▶ **Written task**
Copy word for word every line of the listing from the line containing "written like (127,143)." up to and including the last line of the listing.

============

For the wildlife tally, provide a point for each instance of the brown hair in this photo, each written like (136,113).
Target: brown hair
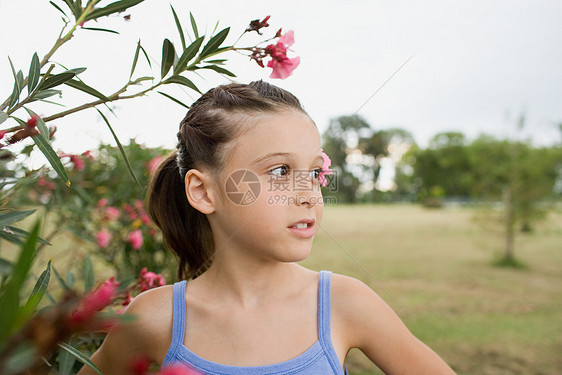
(210,124)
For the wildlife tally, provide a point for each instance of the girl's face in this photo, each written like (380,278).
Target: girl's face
(270,205)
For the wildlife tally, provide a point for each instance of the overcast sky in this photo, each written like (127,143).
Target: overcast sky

============

▶ **Worked solution**
For the wildlife tally, provide a point for each instance of the overcast sky in this photo, each written like (127,143).
Target: overcast sky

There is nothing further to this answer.